#### The data
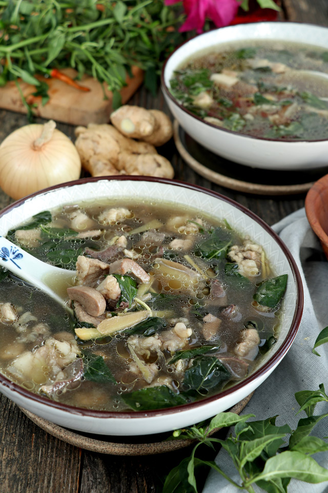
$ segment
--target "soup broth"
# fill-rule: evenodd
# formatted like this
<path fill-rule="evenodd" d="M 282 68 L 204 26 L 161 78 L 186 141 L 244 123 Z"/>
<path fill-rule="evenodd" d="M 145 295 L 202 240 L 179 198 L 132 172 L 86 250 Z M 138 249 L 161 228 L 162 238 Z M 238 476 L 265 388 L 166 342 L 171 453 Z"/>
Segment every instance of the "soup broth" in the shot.
<path fill-rule="evenodd" d="M 328 51 L 275 40 L 221 45 L 170 81 L 187 109 L 218 127 L 281 140 L 328 138 Z"/>
<path fill-rule="evenodd" d="M 287 275 L 224 218 L 122 199 L 45 211 L 7 237 L 76 268 L 67 310 L 1 271 L 0 369 L 51 399 L 187 403 L 245 378 L 278 336 Z"/>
########
Problem details: Please copy the records above line for line, leaving out the pictures.

Answer to the task:
$ segment
--target "soup broth"
# fill-rule: evenodd
# formatted like this
<path fill-rule="evenodd" d="M 282 68 L 204 26 L 161 78 L 186 141 L 244 123 Z"/>
<path fill-rule="evenodd" d="M 145 295 L 202 240 L 179 198 L 132 172 L 86 250 Z M 138 249 L 161 228 L 162 238 Z M 238 476 L 265 388 L 166 342 L 171 453 Z"/>
Segment every instance of the "soup broth" in the shot.
<path fill-rule="evenodd" d="M 328 51 L 275 40 L 221 45 L 170 81 L 187 109 L 218 127 L 281 140 L 328 138 Z"/>
<path fill-rule="evenodd" d="M 287 275 L 224 218 L 122 199 L 45 211 L 7 237 L 76 268 L 67 310 L 1 271 L 0 369 L 51 399 L 187 403 L 245 378 L 278 336 Z"/>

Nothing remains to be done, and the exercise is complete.